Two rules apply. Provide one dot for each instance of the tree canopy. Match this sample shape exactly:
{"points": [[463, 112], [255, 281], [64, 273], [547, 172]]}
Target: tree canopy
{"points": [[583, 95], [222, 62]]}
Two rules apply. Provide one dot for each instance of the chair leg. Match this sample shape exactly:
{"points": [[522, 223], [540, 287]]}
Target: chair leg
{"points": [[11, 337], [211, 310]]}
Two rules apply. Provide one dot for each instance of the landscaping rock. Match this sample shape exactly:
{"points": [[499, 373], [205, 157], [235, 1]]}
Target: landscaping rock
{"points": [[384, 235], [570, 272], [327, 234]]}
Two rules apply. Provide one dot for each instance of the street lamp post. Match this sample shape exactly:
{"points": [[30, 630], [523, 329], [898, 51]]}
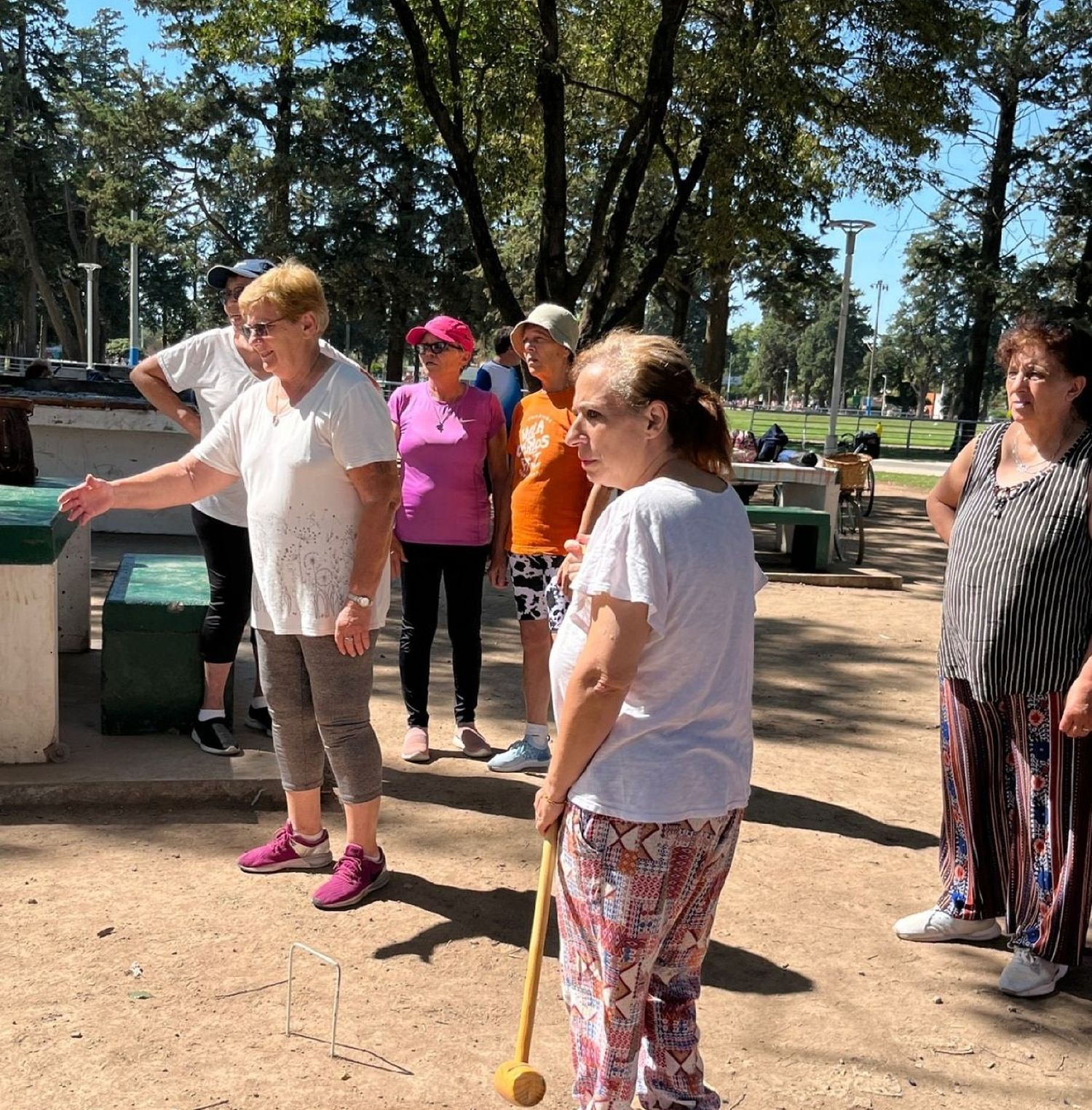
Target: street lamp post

****************

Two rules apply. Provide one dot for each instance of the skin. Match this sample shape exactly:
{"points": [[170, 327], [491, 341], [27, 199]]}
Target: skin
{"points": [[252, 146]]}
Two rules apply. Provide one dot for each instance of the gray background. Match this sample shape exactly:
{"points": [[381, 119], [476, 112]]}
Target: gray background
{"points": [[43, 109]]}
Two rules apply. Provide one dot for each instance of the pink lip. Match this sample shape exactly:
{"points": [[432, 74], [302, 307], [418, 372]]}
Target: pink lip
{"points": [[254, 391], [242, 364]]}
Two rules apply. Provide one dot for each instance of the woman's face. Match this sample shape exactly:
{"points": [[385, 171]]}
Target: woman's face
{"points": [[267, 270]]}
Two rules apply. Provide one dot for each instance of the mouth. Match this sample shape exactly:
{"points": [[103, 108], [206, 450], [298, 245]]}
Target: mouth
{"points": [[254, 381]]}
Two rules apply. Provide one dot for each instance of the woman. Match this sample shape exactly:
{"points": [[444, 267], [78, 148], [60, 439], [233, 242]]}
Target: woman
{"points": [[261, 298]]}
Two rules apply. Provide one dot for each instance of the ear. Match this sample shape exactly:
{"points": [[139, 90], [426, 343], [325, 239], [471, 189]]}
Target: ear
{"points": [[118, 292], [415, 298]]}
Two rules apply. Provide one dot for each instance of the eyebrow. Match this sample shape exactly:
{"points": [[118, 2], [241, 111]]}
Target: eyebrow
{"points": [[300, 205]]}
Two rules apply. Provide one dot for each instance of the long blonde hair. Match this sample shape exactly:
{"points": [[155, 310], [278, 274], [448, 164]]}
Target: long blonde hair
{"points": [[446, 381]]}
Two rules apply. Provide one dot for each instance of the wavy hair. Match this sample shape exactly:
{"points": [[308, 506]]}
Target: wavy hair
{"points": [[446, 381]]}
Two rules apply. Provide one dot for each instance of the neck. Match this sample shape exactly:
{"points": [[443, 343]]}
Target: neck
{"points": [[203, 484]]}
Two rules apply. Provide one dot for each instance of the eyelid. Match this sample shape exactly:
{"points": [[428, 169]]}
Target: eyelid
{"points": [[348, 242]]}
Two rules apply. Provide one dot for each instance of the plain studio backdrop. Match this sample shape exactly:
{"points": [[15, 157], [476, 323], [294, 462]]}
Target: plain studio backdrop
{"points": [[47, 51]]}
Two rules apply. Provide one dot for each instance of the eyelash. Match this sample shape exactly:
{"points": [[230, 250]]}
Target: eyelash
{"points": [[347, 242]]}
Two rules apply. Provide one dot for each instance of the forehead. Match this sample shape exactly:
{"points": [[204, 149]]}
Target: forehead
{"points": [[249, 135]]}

****************

CONSEGNA - Puoi riscrivere le righe dei record partendo da quella con "of the landscaping" e proseguendo fino a quella con "Target: street lamp post", entrambe incluse, sostituendo "rock" con "stone" e lasciando invariato tutto il resto? Nella risposta ometti le immagini.

SOLUZIONE SCRITTA -
Two rules apply. Provide one dot for each instance of the landscaping stone. Match this sample shape exactly:
{"points": [[499, 373], [205, 157], [235, 1]]}
Target: landscaping stone
{"points": [[384, 235], [570, 272], [327, 234]]}
Two rules apply. Provide one dot for each instance of the street lamp post. Match this sample shape exactly:
{"points": [[30, 630], [523, 329], [898, 51]]}
Target: street lamp post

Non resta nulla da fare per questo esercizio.